> Work instructions: Would you please retype, exactly, the lines of the listing below between the line with "Where can the couple" and the line with "Where can the woman's blonde", inclusive?

::::

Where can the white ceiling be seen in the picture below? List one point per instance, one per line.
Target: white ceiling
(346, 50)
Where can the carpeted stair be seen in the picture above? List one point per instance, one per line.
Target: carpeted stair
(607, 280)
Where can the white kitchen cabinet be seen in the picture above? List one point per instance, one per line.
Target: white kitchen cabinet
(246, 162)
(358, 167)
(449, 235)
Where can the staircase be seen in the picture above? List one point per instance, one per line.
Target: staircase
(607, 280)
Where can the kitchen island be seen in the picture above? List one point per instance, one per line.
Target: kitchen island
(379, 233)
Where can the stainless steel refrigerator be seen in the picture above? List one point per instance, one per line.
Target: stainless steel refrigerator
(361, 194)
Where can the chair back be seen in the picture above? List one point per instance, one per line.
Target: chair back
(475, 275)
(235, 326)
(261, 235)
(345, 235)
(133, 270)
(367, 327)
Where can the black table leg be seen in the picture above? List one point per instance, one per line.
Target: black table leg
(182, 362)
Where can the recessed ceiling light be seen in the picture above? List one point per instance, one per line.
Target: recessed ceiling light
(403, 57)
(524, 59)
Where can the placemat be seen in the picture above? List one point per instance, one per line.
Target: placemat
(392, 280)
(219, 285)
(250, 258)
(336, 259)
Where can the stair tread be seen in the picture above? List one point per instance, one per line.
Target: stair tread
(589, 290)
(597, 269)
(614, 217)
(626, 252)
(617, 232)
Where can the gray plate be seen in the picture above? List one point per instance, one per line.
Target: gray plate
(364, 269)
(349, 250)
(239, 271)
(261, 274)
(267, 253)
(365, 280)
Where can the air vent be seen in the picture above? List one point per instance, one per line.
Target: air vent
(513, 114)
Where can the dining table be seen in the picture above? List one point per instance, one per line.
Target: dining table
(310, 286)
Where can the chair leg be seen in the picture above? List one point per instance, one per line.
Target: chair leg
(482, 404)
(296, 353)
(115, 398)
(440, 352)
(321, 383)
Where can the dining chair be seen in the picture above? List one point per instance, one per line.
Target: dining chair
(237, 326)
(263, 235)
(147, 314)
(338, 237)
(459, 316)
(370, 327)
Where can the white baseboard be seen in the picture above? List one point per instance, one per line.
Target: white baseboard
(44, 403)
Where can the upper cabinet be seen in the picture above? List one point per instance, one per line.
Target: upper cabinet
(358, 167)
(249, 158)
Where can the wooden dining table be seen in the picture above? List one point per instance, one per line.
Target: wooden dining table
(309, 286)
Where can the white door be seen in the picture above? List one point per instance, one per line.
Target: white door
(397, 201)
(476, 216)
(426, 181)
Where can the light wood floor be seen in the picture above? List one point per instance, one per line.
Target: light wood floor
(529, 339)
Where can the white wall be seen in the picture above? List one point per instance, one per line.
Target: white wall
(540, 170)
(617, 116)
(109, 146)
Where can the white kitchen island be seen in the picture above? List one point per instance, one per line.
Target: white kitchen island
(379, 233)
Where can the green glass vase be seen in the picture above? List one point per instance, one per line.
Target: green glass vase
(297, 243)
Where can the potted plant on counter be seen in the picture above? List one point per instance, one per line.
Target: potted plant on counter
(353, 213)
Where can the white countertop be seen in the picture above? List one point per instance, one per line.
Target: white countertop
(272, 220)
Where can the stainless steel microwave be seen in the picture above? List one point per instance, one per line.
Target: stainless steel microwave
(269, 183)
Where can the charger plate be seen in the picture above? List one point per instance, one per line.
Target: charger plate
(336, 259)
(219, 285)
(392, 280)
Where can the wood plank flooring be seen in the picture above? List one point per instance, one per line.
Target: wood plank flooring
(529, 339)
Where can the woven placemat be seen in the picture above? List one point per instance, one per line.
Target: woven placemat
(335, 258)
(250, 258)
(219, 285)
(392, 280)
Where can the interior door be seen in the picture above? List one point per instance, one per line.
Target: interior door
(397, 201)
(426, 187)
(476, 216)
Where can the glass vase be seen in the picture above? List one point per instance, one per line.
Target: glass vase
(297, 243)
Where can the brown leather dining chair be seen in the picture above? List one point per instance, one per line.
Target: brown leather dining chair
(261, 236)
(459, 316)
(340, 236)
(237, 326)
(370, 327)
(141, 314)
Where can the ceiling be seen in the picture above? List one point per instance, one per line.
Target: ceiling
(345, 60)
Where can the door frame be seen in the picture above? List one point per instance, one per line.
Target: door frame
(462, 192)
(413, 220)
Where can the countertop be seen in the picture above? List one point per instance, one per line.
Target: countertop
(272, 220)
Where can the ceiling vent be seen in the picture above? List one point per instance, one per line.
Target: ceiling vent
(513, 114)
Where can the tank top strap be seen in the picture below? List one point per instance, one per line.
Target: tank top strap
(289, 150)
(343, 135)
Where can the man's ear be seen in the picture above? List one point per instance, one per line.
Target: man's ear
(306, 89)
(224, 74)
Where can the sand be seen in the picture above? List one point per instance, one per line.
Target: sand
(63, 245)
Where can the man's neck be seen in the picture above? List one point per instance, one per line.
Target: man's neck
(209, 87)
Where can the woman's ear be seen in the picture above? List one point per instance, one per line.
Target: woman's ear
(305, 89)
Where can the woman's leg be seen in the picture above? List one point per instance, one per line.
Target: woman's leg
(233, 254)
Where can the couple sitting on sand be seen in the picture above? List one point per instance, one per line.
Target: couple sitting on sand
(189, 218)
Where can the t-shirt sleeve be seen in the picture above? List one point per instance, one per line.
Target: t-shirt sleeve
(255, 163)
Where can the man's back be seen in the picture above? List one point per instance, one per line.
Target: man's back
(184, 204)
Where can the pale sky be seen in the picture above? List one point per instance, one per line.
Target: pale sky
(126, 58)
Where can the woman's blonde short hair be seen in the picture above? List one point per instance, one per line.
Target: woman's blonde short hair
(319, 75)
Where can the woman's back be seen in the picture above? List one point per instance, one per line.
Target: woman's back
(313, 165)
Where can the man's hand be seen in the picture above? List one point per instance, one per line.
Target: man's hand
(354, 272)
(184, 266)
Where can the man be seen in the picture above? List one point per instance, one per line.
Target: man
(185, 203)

::::

> Response:
Where can the couple sitting on sand be seen in the picture above? List one point per instance, one per line.
Target: couple sitting on sand
(189, 218)
Where can the t-shirt sleeve be seen in the picture above? List one point per instance, one per line.
Target: t-shirt sleeve
(255, 163)
Where can the man's back be seen in the picture above? List one point per instance, one per line.
Target: man's back
(184, 204)
Where can the pale sky be seen in the picture above? List one point per instance, one per line.
Target: pale sky
(126, 58)
Where can the woman's blonde short hair be seen in the picture above? List one point per instance, one per line.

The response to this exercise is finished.